EXERCISE PROMPT: Rewrite every line from the start of the rows below down through the line containing "point(214, 487)", both ends included. Shift each coordinate in the answers by adding 69 to it, and leave all other lines unchanged.

──────── MATERIAL FOR THIS TASK

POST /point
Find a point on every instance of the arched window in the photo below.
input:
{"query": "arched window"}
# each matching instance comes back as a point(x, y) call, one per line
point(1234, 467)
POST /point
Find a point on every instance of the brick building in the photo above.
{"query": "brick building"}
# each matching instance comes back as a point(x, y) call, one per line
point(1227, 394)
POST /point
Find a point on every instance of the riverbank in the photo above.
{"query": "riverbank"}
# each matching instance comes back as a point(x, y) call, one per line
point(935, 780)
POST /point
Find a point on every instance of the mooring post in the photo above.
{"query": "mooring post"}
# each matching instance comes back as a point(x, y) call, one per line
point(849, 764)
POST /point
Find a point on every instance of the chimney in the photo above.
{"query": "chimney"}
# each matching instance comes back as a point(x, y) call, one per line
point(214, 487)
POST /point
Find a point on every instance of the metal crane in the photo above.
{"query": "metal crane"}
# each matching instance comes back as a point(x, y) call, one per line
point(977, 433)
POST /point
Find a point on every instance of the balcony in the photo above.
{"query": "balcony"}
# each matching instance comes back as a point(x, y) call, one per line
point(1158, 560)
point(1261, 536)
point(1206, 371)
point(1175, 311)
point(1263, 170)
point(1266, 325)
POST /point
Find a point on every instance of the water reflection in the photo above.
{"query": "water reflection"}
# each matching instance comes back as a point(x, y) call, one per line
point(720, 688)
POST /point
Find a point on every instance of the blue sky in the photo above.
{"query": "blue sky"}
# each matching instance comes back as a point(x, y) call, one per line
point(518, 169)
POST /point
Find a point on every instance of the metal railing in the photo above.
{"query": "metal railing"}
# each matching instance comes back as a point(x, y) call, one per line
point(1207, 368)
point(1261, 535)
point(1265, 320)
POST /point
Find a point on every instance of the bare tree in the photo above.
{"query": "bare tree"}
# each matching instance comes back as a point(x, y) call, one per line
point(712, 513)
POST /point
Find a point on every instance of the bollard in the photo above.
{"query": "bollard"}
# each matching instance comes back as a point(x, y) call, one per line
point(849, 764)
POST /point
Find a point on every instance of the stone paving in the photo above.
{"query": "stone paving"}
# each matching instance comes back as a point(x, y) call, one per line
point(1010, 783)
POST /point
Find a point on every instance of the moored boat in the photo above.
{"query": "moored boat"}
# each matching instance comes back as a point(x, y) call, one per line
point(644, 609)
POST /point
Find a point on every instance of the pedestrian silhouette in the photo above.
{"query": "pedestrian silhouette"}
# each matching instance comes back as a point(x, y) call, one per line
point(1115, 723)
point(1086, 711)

────────────────

CORRECT RESPONSE:
POST /point
Find a point on every instance of the arched window in the photo below.
input:
{"query": "arched window"}
# each matching instance comes back as a point(x, y) call, one per line
point(1303, 536)
POST /point
Find a point on every instance of the brick building in the photo above.
{"query": "brick building"}
# each matching instance comes back as a point(x, y) call, one per line
point(1296, 463)
POST /point
Find a point on every instance of the riverbank in the photo above.
{"query": "riverbank"}
# each matching instance comes back as a point(x, y) call, one per line
point(1004, 849)
POST /point
Find a point on every instance of the mooring post in the photo above.
{"query": "mooring post"}
# each matching instance comes back as a point(x, y) call, one per line
point(918, 833)
POST /point
Find a point on every instance of the chimney in the photo above.
{"query": "chimney"}
# each matching instance comes back as a point(x, y) call, one per line
point(283, 556)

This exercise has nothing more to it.